-------- Document segment --------

Finished The Plot Against America : A Novel last night. I don't like it when novels have the subtitle "a novel"! And I wholly disapprove of Roth's decision (or his publishers', who knows, but I suspect it originated with the author) to print the historical appendix at the end of the book. There are many structural reasons never, never to do this with historical novels--surely a brief note would have been enough, if he wanted to clarify, but I think it would be more genuinely chilling without those pages at all.
I quite enjoyed this--there are some great moments, and the setting of Newark in the late 30s is excellent--but I didn't think it was nearly as good as some of his others in the last ten years: I still think that Sabbath's Theater is the best of the ones I've read, and I loved The Human Stain too (but I haven't read the other two in that trilogy, American Pastoral and I Married a Communist--must check them out, though). I think what put me off this one a little was the curious flatness of the tone. It's written in the voice of the adult, not the boy who's described, and the language is really quite sterile. I found myself thinking several times of Pelecanos' Hard Revolution and noting that there is no detail quite so memorable in Roth's novel as Pelecanos' quiet observation about the ordinary Greek diners of the 1960s that the Heinz bottles on the tables are full of a cheaper ketchup that is sugarier and saltier and more vinegary than the label would suggest. (I wish I'd taken this quotation out while I still had the book, it stuck with me for some reason.)

--------

_Work to do_:
1 > According to the book review, which Roth novel is the best of the ones the writer has read?
2 > Decide whether each statement agrees with the book review, answering yes or no and quoting the deciding words: (a) The writer has read American Pastoral. (b) The novel is told in the voice of the adult rather than the boy. (c) The writer considers the Newark setting of the late 30s weak.
3 > Write the next part of the book review, picking up after its final sentence.
The rows that come after this book review are separate material.

-------- Material shown --------

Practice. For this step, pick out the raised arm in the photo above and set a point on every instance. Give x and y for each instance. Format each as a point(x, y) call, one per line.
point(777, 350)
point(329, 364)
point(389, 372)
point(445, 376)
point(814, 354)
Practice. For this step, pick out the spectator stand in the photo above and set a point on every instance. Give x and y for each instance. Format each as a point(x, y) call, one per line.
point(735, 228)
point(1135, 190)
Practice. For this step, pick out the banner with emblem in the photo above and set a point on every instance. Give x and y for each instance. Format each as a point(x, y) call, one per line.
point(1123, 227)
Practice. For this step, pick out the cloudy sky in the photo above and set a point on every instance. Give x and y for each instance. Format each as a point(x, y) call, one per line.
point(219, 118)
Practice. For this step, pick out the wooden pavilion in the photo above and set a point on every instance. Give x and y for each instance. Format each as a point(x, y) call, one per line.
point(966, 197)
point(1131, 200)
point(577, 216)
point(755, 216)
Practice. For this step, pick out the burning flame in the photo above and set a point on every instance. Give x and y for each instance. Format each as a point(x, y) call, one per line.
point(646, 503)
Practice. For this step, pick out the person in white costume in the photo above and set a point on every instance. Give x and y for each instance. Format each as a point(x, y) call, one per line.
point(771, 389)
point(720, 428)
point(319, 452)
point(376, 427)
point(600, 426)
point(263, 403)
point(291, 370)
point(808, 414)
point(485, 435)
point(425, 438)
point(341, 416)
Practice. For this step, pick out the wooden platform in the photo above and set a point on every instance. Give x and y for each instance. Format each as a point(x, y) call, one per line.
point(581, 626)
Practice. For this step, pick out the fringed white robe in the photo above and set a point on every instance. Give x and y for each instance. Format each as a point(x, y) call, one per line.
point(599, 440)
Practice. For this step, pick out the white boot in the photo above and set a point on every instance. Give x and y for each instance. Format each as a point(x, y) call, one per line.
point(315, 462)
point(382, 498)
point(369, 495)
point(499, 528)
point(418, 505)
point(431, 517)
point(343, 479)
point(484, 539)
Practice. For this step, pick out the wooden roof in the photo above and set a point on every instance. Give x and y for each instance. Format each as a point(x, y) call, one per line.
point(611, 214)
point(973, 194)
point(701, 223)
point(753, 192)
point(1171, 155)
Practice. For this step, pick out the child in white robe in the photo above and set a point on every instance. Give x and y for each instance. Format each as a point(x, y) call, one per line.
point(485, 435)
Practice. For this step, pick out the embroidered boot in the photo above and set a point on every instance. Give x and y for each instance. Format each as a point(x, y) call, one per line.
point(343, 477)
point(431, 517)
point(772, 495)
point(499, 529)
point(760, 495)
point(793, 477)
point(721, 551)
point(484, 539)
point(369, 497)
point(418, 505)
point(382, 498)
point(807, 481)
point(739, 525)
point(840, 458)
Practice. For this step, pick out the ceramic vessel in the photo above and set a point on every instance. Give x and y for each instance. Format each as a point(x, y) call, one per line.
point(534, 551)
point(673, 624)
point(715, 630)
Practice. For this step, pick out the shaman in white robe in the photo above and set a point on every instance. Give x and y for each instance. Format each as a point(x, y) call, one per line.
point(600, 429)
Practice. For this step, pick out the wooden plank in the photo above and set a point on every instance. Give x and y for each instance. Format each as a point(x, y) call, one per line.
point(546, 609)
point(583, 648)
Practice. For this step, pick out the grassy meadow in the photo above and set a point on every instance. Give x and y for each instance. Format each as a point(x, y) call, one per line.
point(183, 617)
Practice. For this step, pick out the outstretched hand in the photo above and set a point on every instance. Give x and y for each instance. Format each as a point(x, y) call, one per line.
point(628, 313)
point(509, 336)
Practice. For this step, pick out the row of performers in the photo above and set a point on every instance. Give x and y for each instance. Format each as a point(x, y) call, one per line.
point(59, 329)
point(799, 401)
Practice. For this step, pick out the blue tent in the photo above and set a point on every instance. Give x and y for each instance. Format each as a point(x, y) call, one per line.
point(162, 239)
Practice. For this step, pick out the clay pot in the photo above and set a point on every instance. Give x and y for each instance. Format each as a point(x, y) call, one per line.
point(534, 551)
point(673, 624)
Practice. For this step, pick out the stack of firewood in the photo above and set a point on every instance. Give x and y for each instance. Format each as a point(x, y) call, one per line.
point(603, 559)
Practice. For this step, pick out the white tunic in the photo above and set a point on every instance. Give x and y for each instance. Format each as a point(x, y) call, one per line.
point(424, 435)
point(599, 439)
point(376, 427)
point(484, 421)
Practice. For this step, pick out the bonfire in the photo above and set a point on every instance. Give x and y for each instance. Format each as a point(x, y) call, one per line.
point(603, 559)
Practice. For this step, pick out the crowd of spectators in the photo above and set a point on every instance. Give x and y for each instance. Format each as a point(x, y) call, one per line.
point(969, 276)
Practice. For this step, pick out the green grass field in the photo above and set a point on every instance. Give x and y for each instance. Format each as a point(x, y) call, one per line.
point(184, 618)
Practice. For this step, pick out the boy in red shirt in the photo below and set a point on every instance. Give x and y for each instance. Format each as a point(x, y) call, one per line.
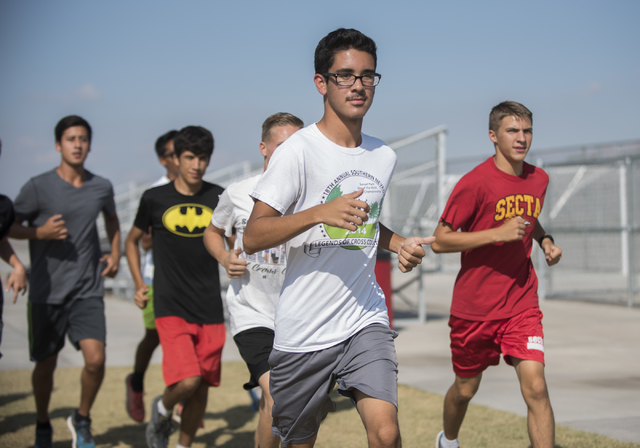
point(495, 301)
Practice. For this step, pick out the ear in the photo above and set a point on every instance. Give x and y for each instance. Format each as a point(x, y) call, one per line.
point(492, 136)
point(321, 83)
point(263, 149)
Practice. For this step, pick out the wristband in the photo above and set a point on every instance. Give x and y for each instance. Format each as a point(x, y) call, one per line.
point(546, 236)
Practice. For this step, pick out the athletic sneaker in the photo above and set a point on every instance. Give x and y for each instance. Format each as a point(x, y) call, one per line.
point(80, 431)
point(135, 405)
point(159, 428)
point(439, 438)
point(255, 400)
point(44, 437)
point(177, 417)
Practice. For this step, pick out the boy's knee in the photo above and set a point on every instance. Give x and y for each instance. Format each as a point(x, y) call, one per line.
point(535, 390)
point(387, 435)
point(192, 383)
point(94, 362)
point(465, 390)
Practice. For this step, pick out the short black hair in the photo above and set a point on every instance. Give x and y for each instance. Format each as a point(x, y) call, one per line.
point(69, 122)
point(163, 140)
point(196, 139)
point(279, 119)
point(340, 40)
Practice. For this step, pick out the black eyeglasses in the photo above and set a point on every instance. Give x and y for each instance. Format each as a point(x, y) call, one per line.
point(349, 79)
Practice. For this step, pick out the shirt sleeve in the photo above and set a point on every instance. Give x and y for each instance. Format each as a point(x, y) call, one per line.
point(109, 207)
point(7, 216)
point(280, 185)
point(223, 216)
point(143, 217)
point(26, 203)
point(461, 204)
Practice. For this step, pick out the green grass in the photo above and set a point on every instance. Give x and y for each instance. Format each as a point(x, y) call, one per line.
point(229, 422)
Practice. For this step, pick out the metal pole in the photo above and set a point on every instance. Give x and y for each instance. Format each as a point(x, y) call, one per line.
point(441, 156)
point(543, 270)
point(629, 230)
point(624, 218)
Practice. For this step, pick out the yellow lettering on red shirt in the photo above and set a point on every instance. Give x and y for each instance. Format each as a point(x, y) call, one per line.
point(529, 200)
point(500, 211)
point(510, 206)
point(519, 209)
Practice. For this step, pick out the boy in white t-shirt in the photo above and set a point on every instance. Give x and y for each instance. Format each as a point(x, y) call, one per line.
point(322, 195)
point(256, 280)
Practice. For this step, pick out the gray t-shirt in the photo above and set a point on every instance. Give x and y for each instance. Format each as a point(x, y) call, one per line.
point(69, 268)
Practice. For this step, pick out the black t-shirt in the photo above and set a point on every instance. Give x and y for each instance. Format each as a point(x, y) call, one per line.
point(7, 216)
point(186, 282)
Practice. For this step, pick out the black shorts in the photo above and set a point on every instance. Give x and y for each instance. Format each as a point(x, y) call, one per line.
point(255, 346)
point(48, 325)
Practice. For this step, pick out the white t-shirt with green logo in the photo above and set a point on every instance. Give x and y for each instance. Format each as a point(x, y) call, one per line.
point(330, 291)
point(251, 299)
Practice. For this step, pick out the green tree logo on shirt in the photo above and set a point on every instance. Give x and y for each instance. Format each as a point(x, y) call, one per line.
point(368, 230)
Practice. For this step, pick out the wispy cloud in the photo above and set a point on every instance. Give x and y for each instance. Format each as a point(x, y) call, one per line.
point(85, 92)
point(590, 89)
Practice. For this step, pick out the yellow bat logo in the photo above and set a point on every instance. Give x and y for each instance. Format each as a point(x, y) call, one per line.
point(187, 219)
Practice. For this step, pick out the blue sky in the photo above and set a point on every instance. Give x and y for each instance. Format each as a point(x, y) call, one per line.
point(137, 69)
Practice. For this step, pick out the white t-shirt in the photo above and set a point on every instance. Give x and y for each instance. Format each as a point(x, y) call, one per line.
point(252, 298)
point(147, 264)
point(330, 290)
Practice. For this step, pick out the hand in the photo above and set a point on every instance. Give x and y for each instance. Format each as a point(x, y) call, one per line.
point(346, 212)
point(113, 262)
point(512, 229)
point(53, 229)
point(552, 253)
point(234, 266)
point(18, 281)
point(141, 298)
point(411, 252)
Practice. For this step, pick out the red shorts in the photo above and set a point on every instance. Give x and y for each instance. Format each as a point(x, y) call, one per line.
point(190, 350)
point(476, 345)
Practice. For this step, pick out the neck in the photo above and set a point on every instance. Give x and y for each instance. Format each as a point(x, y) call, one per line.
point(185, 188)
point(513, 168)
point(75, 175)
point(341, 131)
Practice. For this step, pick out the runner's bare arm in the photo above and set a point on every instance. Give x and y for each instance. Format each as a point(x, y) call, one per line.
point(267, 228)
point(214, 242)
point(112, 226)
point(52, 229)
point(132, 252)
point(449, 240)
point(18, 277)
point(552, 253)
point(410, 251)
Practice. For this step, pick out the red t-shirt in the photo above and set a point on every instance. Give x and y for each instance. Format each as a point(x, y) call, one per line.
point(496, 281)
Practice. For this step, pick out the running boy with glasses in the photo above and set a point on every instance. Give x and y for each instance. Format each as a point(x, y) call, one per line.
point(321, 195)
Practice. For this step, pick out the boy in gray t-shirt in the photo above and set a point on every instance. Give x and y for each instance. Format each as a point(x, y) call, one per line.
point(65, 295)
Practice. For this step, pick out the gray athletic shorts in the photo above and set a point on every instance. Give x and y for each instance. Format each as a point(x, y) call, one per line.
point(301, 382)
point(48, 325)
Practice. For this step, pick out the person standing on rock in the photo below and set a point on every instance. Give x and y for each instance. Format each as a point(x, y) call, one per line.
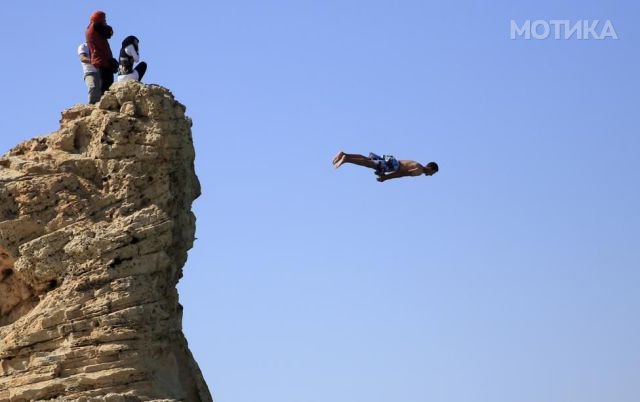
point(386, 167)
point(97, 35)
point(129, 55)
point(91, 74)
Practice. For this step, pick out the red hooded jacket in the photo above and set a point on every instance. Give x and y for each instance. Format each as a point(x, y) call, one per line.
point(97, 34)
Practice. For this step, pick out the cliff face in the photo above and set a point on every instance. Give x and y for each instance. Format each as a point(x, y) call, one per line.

--------

_Answers to the problems_:
1 > Sabbath's Theater

2 >
(a) No: "but I haven't read the other two in that trilogy, American Pastoral and I Married a Communist"
(b) Yes: "It's written in the voice of the adult, not the boy who's described"
(c) No: "the setting of Newark in the late 30s is excellent"

3 >
(NB I can now say having read Roth's novel that Stanley Crouch's criticism of the book for excluding black people and the problem of race is actually just totally misguided. The book's really a fable rather than a realist novel, and the way the point-of-view is set up--little Philip Roth all grown up--it would be wholly out of keeping with the character formed by the milieu he describes to talk more than occasionally about race relations. Which come up briefly, but which just aren't central to this particular book, and that's the way it is...)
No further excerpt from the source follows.